STATED TASK A – Output verbatim the part of the records that opens with the line containing "Target: snowy slope" and closes with the last line of the records.

DOCUMENT –
▬▬▬▬▬▬
Surety Bond (Philippines)
SURETY BOND
Bond No. [Bond Number]
Civil Code of the Philippines (Republic Act No. 386), Articles 2047–2084 / Insurance Code (Republic Act No. 10607)
KNOW ALL PERSONS BY THESE PRESENTS:
That we, [Principal Name], of [Principal Address] ("Principal"), and [Surety Name], IC License No. [Surety IC License], of [Surety Address] ("Surety"), are held and firmly bound unto [Obligee Name], of [Obligee Address] ("Obligee"), in the penal sum of [Penal Sum], for the payment of which we bind ourselves, our heirs, executors, administrators, and successors, jointly and severally.
CONDITION OF THIS BOND
The condition of this obligation is as follows: The Principal has undertaken the following obligation to the Obligee: [Bonded Obligation Description].
Type of Bond: [Bond Type].
NOW, THEREFORE, if the Principal shall faithfully and fully perform all obligations described above, then this obligation shall be null and void; otherwise, it shall remain in full force and effect.
1. SURETY'S OBLIGATION
1.1 The Surety hereby binds itself solidarily with the Principal to guarantee the faithful performance of the bonded obligation described above, up to the maximum penal sum of [Penal Sum].
1.2 In accordance with Article 2047, paragraph 2, of the Civil Code, the Surety expressly waives the benefit of excussion. The Obligee may proceed directly against the Surety without first exhausting the Principal's assets upon default by the Principal.
1.3 This bond shall be valid and effective during the period [Bond Term].
2. CLAIMS PROCEDURE
2.1 To make a claim under this bond, the Obligee shall submit a written demand to the Surety stating the nature of the Principal's default and the amount claimed, together with supporting documents.
2.2 The Surety shall respond to the claim within thirty (30) days of receipt. If the claim is valid, the Surety shall pay the Obligee within sixty (60) days, subject to the maximum penal sum of [Penal Sum].
2.3 The Surety's total liability shall not exceed the penal sum of [Penal Sum], exclusive of costs and attorney's fees.
▬▬▬▬▬▬
DATASET –
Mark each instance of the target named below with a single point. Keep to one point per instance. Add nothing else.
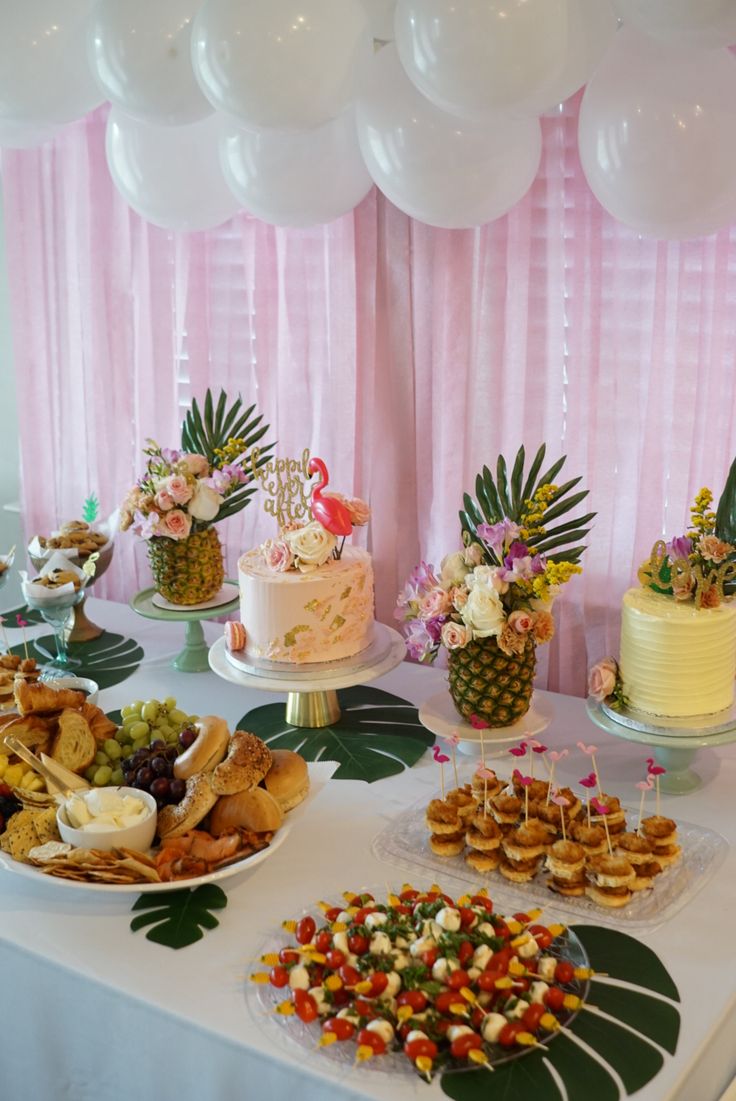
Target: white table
(90, 1011)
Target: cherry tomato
(349, 974)
(541, 935)
(420, 1046)
(417, 999)
(564, 972)
(554, 999)
(465, 952)
(305, 1006)
(279, 976)
(323, 941)
(371, 1039)
(462, 1045)
(335, 959)
(458, 979)
(339, 1026)
(305, 929)
(507, 1037)
(532, 1015)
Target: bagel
(207, 751)
(179, 818)
(248, 760)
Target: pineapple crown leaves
(504, 496)
(208, 429)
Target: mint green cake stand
(194, 657)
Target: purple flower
(679, 547)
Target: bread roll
(288, 780)
(207, 751)
(253, 809)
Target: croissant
(31, 698)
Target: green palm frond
(505, 497)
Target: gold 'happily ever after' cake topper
(284, 486)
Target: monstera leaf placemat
(377, 734)
(632, 1049)
(108, 660)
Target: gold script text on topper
(283, 483)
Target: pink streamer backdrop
(406, 356)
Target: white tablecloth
(90, 1011)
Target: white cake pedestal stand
(673, 748)
(439, 715)
(312, 690)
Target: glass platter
(303, 1038)
(404, 842)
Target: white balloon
(482, 55)
(281, 63)
(141, 53)
(44, 73)
(592, 26)
(706, 23)
(439, 169)
(296, 178)
(380, 18)
(21, 135)
(658, 137)
(170, 175)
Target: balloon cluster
(292, 109)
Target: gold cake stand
(312, 690)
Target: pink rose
(521, 622)
(602, 678)
(164, 501)
(278, 556)
(455, 635)
(177, 488)
(195, 464)
(434, 602)
(175, 524)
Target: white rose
(205, 502)
(312, 545)
(484, 612)
(453, 569)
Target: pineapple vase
(187, 571)
(489, 685)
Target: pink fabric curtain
(406, 356)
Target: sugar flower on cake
(501, 581)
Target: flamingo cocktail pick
(656, 771)
(442, 760)
(22, 624)
(591, 751)
(602, 809)
(644, 785)
(554, 756)
(329, 511)
(562, 802)
(588, 782)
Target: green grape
(150, 710)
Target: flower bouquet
(489, 603)
(182, 493)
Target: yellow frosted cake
(318, 616)
(677, 660)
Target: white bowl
(78, 684)
(139, 837)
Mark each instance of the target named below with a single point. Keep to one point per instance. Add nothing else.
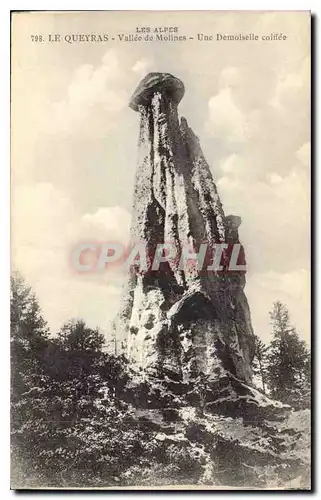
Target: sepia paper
(160, 291)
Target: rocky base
(214, 451)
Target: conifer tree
(289, 360)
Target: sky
(74, 148)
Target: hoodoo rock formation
(182, 325)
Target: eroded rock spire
(181, 324)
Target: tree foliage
(288, 361)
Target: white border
(5, 8)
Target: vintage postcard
(160, 288)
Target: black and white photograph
(160, 305)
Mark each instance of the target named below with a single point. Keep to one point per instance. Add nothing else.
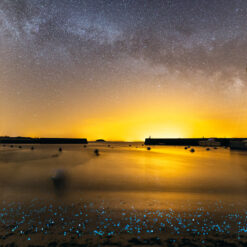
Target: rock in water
(96, 151)
(59, 180)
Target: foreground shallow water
(126, 195)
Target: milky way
(65, 56)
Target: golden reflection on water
(123, 168)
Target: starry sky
(123, 70)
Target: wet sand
(125, 196)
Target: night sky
(123, 70)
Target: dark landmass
(29, 140)
(189, 141)
(100, 140)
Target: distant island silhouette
(29, 140)
(100, 140)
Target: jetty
(192, 141)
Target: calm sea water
(126, 171)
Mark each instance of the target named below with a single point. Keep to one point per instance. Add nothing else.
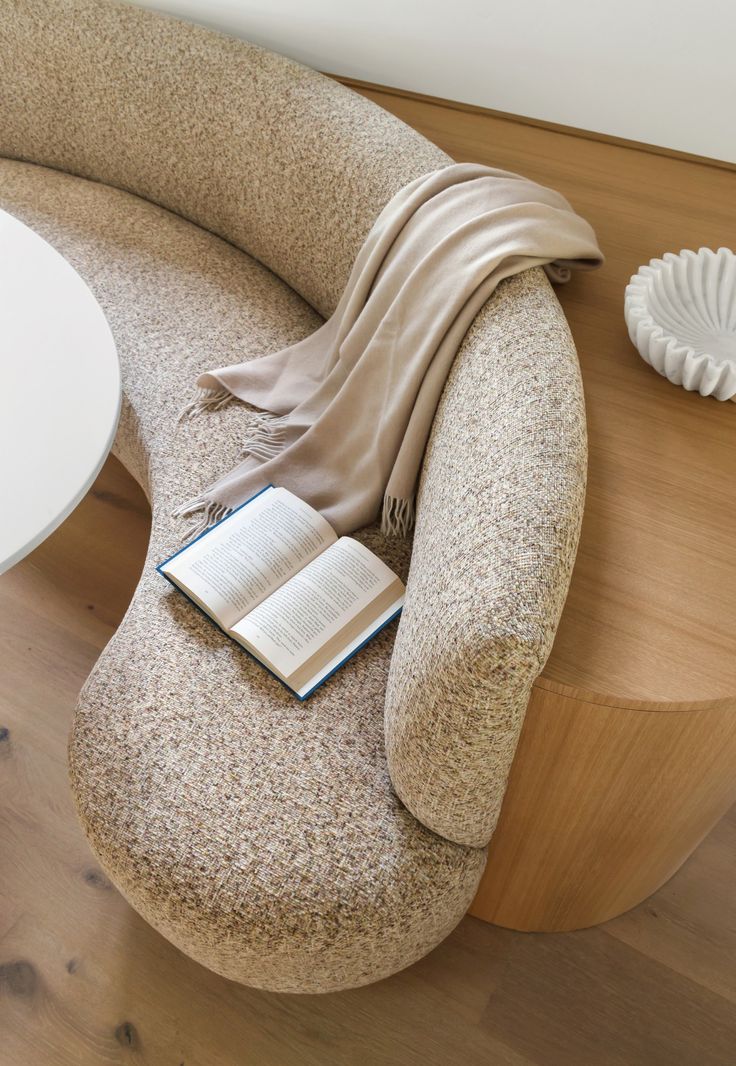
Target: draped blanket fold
(345, 415)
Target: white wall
(662, 71)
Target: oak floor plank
(85, 982)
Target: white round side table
(60, 389)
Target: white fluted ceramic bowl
(681, 312)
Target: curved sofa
(213, 195)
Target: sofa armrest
(498, 517)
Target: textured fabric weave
(354, 402)
(266, 840)
(260, 836)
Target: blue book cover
(280, 583)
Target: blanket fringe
(208, 513)
(266, 436)
(397, 518)
(204, 401)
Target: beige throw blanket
(346, 413)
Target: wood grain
(85, 982)
(628, 752)
(651, 614)
(604, 804)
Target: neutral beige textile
(353, 404)
(266, 839)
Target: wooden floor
(83, 981)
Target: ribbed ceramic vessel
(681, 312)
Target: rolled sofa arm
(498, 517)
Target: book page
(245, 558)
(301, 623)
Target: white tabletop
(60, 389)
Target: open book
(275, 577)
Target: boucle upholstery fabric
(245, 143)
(497, 523)
(260, 835)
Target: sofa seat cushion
(259, 835)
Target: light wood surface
(628, 752)
(604, 804)
(85, 982)
(651, 614)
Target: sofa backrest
(293, 168)
(285, 163)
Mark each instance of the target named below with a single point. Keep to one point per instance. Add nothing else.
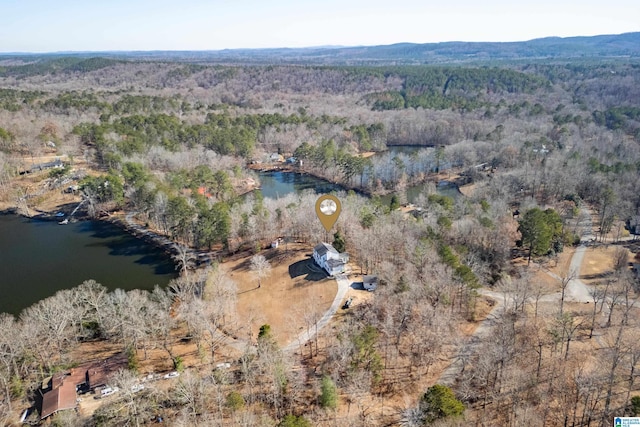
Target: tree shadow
(307, 269)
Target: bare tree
(261, 267)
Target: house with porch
(329, 259)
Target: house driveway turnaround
(343, 287)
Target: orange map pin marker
(328, 210)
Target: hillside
(593, 47)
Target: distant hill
(602, 46)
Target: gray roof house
(327, 257)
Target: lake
(274, 184)
(38, 258)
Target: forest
(538, 149)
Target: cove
(39, 258)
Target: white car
(108, 391)
(137, 387)
(173, 374)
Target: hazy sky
(63, 25)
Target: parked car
(137, 387)
(173, 374)
(108, 391)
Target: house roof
(58, 399)
(335, 263)
(99, 374)
(323, 248)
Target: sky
(108, 25)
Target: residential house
(327, 257)
(370, 283)
(62, 387)
(276, 158)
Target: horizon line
(116, 51)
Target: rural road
(343, 287)
(576, 291)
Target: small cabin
(370, 283)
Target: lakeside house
(327, 257)
(56, 164)
(370, 283)
(62, 387)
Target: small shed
(370, 283)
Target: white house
(327, 257)
(370, 283)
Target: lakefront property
(327, 257)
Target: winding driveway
(576, 291)
(343, 287)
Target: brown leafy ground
(598, 263)
(282, 300)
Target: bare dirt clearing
(294, 293)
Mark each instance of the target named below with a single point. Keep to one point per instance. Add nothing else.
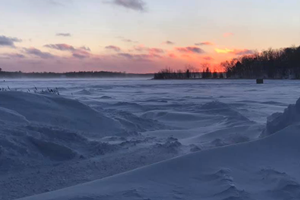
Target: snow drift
(266, 169)
(279, 121)
(57, 112)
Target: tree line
(189, 73)
(271, 64)
(80, 74)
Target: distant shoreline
(71, 75)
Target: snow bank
(56, 111)
(234, 172)
(279, 121)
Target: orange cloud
(228, 34)
(204, 43)
(224, 50)
(238, 52)
(195, 50)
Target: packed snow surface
(210, 139)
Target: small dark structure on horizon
(260, 81)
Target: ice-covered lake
(96, 128)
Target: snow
(101, 138)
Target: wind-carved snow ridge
(236, 172)
(279, 121)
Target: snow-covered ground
(227, 141)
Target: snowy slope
(55, 111)
(267, 169)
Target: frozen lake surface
(97, 128)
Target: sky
(140, 36)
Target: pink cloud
(228, 34)
(114, 48)
(195, 50)
(204, 44)
(238, 52)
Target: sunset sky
(140, 36)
▬▬▬▬▬▬
STATED TASK B – Pick up the surety bond where it stops and carry it on.

FINAL ANSWER A –
Target: snowy slope
(55, 111)
(267, 169)
Target: frozen lake surface
(97, 128)
Target: sky
(140, 36)
Target: pink cloud
(228, 34)
(114, 48)
(195, 50)
(204, 44)
(238, 52)
Target: sunset sky
(140, 36)

FINAL ANSWER B –
3. INDEMNITY AGREEMENT
3.1 The Principal agrees to indemnify and hold the Surety harmless from any and all claims, damages, losses, costs, and attorney's fees incurred by the Surety arising from the issuance of this bond.
3.2 If the Surety pays any claim under this bond, the Principal shall immediately reimburse the Surety for the full amount paid, plus interest at the legal rate and all costs of recovery.
3.3 The premium paid for this bond is [Premium Amount] and shall be non-refundable once the bond is issued.
4. GENERAL PROVISIONS
4.1 This bond is governed by the Civil Code of the Philippines (RA 386), Articles 2047–2084, and the Insurance Code (RA 10607) for insurance sureties.
4.2 For government contracts, this bond complies with the Government Procurement Reform Act (RA 9184) and its Revised Implementing Rules and Regulations.
4.3 Any dispute under this bond shall be resolved by the proper courts having jurisdiction, or through arbitration as may be agreed in the underlying contract.
IN WITNESS WHEREOF, the Principal and Surety have executed this Surety Bond on [Bond Date].
[Principal Name]
Principal
[Surety Name]
Surety
IC License No.: [Surety IC License]
Principal
________________
Signature
Surety
________________
Signature
What Is a Surety Bond (Philippines)?
A Surety Bond in the Philippines stands as security for the named obligation, fixing the guarantor's liability and the conditions for its discharge.
Unlike a guaranty — where the guarantor's liability is subsidiary and the creditor must first exhaust the principal's property — a surety's liability is solidary with the principal from the moment of default, without the need for the obligee to first proceed against the principal under Article 2047 of the Civil Code. The Supreme Court of the Philippines has consistently held, including in Philippine American General Insurance Co. v. Court of Appeals (G.R. No. 116940, June 11, 1997), that a surety is bound equally and absolutely with the principal, and the obligee may proceed directly against the surety without exhausting the principal's assets.
Commercial surety bonds in the Philippines are issued by insurance companies licensed by the Insurance Commission under PD 1460. Republic Act No. 9184 (Government Procurement Reform Act of 2003) requires government contractors and suppliers to submit surety bonds as procurement securities: a Bid Security Bond (2% of the Approved Budget for the Contract for goods/services, 1% for infrastructure), a Performance Security Bond (5-10% of the contract price), and a Warranty Security Bond. The Insurance Commission maintains an accredited list of bonding companies authorized to issue surety bonds for government procurement purposes under Insurance Commission Circular Letter No. 2012-10.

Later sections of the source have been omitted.